■ **TEXT**
<<<<

Tutorial: Building an Autoencoder

Learn to compress and reconstruct images using an autoencoder neural network.

What is an Autoencoder?

An autoencoder is a neural network that learns to:

Encode input data into a compressed representation (latent space)
Decode the compressed representation back to the original

Input (784) → Encoder → Latent (32) → Decoder → Output (784)

Use cases:

Dimensionality reduction
Denoising
Anomaly detection
Feature learning

Step 1: Network Architecture

#include "aicraft/aicraft.h"
#include <stdio.h>

// Encoder: 784 → 256 → 64 → 32
// Decoder: 32 → 64 → 256 → 784

AcLayer *encoder[] = {
    ac_dense(784, 256, AC_RELU),
    ac_dense(256, 64,  AC_RELU),
    ac_dense(64,  32,  AC_RELU)   // Latent space
};

AcLayer *decoder[] = {
    ac_dense(32,  64,  AC_RELU),
    ac_dense(64,  256, AC_RELU),
    ac_dense(256, 784, AC_SIGMOID)  // Output in [0, 1]
};

Step 2: Forward Pass

AcTensor *encode(AcTensor *x) {
    return ac_forward_seq(encoder, 3, x);
}

AcTensor *decode(AcTensor *z) {
    return ac_forward_seq(decoder, 3, z);
}

AcTensor *autoencoder_forward(AcTensor *x) {
    AcTensor *z = encode(x);           // Compress
    AcTensor *reconstructed = decode(z);  // Reconstruct
    return reconstructed;
}

Step 3: Training Loop

We minimise the reconstruction loss (MSE between input and output):

#define BATCH_SIZE 64
#define EPOCHS     20
#define LR         0.001f

int main(void) {
    ac_init();

    // Combine all layers for optimizer
    AcLayer *all_layers[6];
    for (int i = 0; i < 3; i++) all_layers[i] = encoder[i];
    for (int i = 0; i < 3; i++) all_layers[3 + i] = decoder[i];

    AcOptimizer *opt = ac_adam(all_layers, 6, LR);

    // Load your image data (normalized to [0, 1])
    float *images = load_images();  // Your data loading function
    int num_samples = 60000;
    int num_batches = num_samples / BATCH_SIZE;

    for (int epoch = 0; epoch < EPOCHS; epoch++) {
        float epoch_loss = 0;

        for (int b = 0; b < num_batches; b++) {
            ac_mem_checkpoint();

            // Get batch
            int offset = b * BATCH_SIZE * 784;
            AcTensor *x = ac_tensor_from_data(
                &images[offset],
                (int[]){BATCH_SIZE, 784}, 2
            );

            // Forward: encode then decode
            AcTensor *z = ac_forward_seq(encoder, 3, x);
            AcTensor *x_reconstructed = ac_forward_seq(decoder, 3, z);

            // Reconstruction loss (MSE)

>>>>

Extend the autoencoder tutorial above, starting right after its final line, the comment "// Reconstruction loss (MSE)".

■ **DATASET EXTRACT**
<<<<

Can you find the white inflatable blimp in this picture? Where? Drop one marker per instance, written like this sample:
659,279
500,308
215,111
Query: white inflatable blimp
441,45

>>>>
<<<<

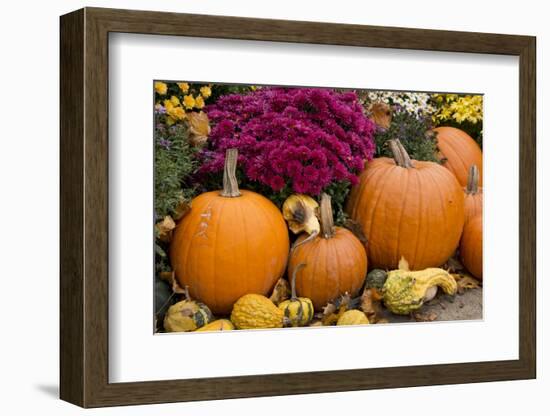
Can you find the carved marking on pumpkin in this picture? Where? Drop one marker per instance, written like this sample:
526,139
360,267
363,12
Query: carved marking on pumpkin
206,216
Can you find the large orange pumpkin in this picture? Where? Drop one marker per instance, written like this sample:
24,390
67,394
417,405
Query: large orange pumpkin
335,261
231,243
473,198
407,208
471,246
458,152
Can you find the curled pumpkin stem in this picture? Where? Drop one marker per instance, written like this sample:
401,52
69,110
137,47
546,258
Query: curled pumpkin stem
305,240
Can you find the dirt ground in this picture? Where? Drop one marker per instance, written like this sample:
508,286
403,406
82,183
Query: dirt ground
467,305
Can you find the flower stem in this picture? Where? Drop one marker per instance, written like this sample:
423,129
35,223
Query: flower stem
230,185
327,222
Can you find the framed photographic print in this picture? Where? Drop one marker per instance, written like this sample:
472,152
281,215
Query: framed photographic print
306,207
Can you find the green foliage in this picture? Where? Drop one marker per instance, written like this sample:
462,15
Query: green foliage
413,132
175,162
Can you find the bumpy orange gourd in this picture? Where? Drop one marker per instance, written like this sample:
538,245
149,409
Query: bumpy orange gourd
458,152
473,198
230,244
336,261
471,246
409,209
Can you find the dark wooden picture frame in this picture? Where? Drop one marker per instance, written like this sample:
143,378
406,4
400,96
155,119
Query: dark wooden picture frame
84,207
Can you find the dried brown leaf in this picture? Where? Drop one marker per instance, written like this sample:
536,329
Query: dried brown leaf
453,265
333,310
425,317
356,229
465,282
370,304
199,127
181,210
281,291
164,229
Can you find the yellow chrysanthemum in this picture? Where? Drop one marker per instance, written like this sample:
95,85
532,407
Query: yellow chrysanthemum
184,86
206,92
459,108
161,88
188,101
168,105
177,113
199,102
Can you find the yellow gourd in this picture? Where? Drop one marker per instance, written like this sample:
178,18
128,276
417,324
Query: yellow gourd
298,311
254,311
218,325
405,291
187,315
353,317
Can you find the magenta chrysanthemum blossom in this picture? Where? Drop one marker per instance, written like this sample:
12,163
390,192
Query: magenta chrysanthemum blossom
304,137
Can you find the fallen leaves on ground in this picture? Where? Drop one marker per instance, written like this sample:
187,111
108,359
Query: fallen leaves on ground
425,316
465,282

>>>>
<<<<

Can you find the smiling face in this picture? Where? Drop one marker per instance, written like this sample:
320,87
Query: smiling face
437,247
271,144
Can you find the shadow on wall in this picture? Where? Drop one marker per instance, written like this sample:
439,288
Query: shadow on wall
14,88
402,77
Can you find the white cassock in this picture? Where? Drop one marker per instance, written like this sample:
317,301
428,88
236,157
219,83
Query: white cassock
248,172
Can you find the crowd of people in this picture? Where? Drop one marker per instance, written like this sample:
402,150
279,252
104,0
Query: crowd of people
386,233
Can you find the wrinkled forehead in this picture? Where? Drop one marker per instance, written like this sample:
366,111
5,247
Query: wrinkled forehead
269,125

>>>>

■ **RESULT FOR THIS EXERCISE**
            AcTensor *loss = ac_mse(x_reconstructed, x);
            epoch_loss += ac_scalar(loss);

            // Backward through entire network
            ac_backward(loss);

            // Update all weights
            ac_optimizer_step(opt);

            ac_mem_restore();
        }

        printf("Epoch %2d | Reconstruction Loss: %.6f\n",
               epoch + 1, epoch_loss / num_batches);
    }

    ac_cleanup();
    return 0;
}

Step 4: Using the Trained Autoencoder

Compress Images

// Encode an image to 32-dimensional latent vector
AcTensor *image = load_single_image(idx);  // [1, 784]
AcTensor *latent = ac_forward_seq(encoder, 3, image);  // [1, 32]

// latent->data contains the compressed representation
printf("Compressed to %d floats (%.1fx compression)\n",
       latent->size, 784.0f / 32);

Reconstruct Images

// Decode back to image
AcTensor *reconstructed = ac_forward_seq(decoder, 3, latent);  // [1, 784]

// Compare with original
float mse = 0;
for (int i = 0; i < 784; i++) {
    float diff = image->data[i] - reconstructed->data[i];
    mse += diff * diff;
}
mse /= 784;
printf("Reconstruction MSE: %.6f\n", mse);

Generate New Images

Sample from the latent space:

// Random latent vector
AcTensor *z_random = ac_tensor_rand((int[]){1, 32}, 2);

// Scale to match learned distribution (roughly)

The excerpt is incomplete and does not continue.